====== PROVIDED MATERIAL

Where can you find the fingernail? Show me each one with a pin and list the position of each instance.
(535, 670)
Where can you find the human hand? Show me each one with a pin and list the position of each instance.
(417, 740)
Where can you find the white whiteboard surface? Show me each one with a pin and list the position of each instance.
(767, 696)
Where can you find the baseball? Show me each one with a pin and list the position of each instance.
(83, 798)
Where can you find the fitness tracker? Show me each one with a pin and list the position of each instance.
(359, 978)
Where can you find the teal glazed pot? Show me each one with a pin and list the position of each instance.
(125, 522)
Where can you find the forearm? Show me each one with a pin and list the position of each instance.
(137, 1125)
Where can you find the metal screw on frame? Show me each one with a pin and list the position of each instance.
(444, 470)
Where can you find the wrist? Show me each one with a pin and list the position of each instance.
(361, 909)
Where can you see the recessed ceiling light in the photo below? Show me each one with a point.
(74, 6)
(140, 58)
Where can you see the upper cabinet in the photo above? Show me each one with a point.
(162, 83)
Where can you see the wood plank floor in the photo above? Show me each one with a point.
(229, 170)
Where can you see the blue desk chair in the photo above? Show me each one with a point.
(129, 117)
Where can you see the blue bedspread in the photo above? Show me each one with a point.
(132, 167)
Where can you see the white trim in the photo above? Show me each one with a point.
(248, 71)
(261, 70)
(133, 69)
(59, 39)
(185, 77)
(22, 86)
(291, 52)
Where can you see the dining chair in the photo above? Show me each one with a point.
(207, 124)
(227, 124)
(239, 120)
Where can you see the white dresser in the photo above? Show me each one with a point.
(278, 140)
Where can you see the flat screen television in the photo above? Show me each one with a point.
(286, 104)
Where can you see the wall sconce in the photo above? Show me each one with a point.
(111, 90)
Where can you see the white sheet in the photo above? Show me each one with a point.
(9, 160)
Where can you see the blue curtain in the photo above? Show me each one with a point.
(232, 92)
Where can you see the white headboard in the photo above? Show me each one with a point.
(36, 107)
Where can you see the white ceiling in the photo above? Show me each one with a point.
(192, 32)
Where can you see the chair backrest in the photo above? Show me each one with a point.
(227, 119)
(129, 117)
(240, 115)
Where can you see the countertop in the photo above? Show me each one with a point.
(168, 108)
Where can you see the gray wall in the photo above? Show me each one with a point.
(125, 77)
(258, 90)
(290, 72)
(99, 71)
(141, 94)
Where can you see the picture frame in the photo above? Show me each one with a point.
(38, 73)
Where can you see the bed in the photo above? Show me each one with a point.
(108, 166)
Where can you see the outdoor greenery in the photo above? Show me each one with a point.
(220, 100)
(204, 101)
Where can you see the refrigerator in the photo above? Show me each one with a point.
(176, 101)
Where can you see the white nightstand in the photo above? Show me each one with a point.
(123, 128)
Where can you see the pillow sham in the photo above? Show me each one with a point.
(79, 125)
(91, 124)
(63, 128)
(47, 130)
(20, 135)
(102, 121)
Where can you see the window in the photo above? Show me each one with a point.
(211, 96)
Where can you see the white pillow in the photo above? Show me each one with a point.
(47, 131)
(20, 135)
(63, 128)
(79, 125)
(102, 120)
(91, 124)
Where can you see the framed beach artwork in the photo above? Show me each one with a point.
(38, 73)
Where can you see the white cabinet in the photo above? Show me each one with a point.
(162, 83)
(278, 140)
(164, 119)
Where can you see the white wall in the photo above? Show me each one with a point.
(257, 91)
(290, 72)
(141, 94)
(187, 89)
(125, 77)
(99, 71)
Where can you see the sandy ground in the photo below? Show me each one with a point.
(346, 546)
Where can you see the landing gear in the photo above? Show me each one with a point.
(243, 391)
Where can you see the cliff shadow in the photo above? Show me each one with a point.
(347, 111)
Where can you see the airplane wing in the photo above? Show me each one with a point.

============

* EXERCISE REQUIREMENTS: Write the lines out exactly, from the one with "Where can you see the white ceiling" down to the last line of the listing, and leave out all others.

* THE COMPLETED TASK:
Where can you see the white ceiling in the photo above? Show me each one with a point.
(192, 32)
Where can you see the chair backrest in the photo above? Show me each one with a point.
(227, 119)
(129, 117)
(240, 115)
Where can you see the countertop in the photo above? Show me each one with a point.
(168, 108)
Where can you see the gray wall in the photo above? Show me each one with a point.
(125, 77)
(258, 90)
(290, 72)
(99, 71)
(141, 94)
Where can you see the picture frame in the photo above? Show me each one with a point.
(38, 73)
Where can you see the bed in the photo above? Show me each one with a point.
(108, 166)
Where can you see the outdoor greenery in the photo above? Show me each one with a point.
(220, 100)
(204, 101)
Where can you see the refrigerator in the photo above? Show me each one with a point.
(176, 101)
Where can you see the white nightstand in the photo above? Show me each one with a point.
(123, 128)
Where can you see the pillow sham in the photo above? Show me each one with a point.
(79, 125)
(91, 124)
(63, 128)
(47, 130)
(20, 135)
(102, 121)
Where can you see the window in the photo above? Show me each one with a point.
(211, 96)
Where can you see the white pillow in the photo above? Show me each one with a point.
(47, 131)
(20, 135)
(63, 128)
(79, 125)
(102, 120)
(91, 124)
Where can you see the framed beach artwork in the photo above? Show me each one with a point.
(38, 73)
Where can you see the white cabinet in the photo above? Show me each one with a point.
(162, 83)
(278, 140)
(164, 119)
Where can you see the white wall in the photo above? Show me each one with a point.
(257, 91)
(290, 72)
(141, 94)
(187, 89)
(125, 77)
(99, 71)
Where can you see the sandy ground in the photo below? Show me each one with a point.
(346, 546)
Where can you see the landing gear in the photo above? Show me each one with a point.
(243, 391)
Where can you see the cliff shadow in the photo above? Show me each one with a point.
(347, 111)
Where can you see the airplane wing in the photo above? Show me each one with a point.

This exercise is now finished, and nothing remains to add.